[Yapılacak görev]
Kooperatif Merkez Bankası ve kooperatifçilik konulu metinde "1974 sonrası kuzeye" sözcükleriyle başlayıp "Kooperatifçilikteki başarısını sürdürdü." sözcükleriyle biten bölümü hiç değiştirmeden alıntılayın.

[Verilen metin]
Kooperatif Merkez Bankası ve Kooperatifçilik:

Arif Alasya

Kudret Özersay son günlere damgasını vuran ve medyada tartışılan hatta yönetim kurulunun istifasına neden olan Kooperatif Merkez Bankası konusunu gündeme taşıdı. Bana göre çok da iyi etti.

Ancak ben gümdeme getirilen Kooperatif Merkez Bankası ile ilgili iddialar ne kadar haklı ne kadar haksız? Ben bunu tartışacak değilim. Ancak şu bilinmelidir ki Ülkemizde en iyi kalkınma modeli kooperatifleşme ile olur. Yıllar önce İngiliz yönetiminde her iki toplumun Rum ve Türk ayakta durabilmelerinin en büyük nedeni kooperatifçilikti.

1974 sonrası kuzeye taşınan köylerde de bu kooperatifçilik sistemi yürütüldü, Ancak maalesef Ziya Müezzinoğlu tarafından getirilen ekonomik model Kooperatifçiliğe değil KİT’lere ve Kurum’lara dayandırılmak suretiyle köy kooperatiflerinin fonksiyonunu azalttı. Ancak birçok yerleşim köyümüz Kooperatifçilikteki başarısını sürdürdü.

Yönetime gelen Hükumetlerimiz üleşim ve ve menfaat dağıtma peşine düşerek Kooperatifçiliği ihmal ettiler hatta önlerinde engel gördüler.

Kayıtlar
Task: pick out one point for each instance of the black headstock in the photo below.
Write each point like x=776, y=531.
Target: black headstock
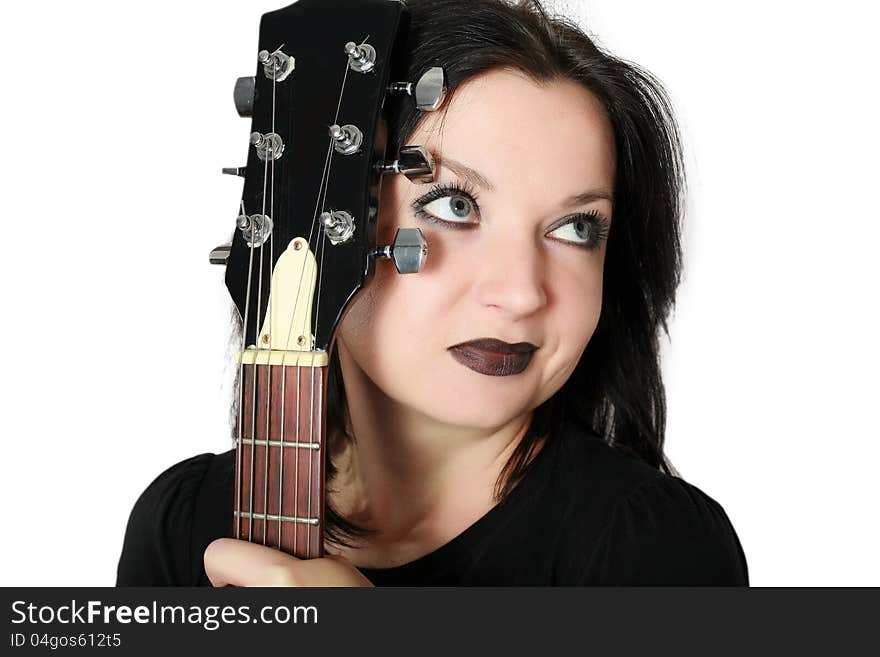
x=308, y=79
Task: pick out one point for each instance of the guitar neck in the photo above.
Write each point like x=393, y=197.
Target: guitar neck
x=279, y=464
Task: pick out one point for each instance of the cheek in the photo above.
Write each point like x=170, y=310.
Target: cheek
x=578, y=297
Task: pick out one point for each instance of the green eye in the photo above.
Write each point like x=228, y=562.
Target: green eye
x=456, y=209
x=586, y=230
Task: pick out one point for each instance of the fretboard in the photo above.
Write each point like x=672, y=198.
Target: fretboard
x=279, y=465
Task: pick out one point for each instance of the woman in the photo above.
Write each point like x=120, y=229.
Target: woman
x=499, y=417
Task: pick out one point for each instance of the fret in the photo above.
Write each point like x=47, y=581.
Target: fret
x=272, y=517
x=278, y=443
x=280, y=461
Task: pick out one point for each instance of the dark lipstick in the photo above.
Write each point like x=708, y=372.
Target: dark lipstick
x=493, y=357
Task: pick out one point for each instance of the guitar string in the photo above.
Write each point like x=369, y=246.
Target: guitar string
x=321, y=195
x=319, y=452
x=240, y=446
x=259, y=347
x=270, y=311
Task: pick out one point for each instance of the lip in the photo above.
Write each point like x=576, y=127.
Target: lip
x=494, y=357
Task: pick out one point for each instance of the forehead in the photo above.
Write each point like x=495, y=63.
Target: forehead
x=552, y=137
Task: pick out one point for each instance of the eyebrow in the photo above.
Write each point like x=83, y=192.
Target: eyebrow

[Görev sonucu]
1974 sonrası kuzeye taşınan köylerde de bu kooperatifçilik sistemi yürütüldü, Ancak maalesef Ziya Müezzinoğlu tarafından getirilen ekonomik model Kooperatifçiliğe değil KİT’lere ve Kurum’lara dayandırılmak suretiyle köy kooperatiflerinin fonksiyonunu azalttı. Ancak birçok yerleşim köyümüz Kooperatifçilikteki başarısını sürdürdü.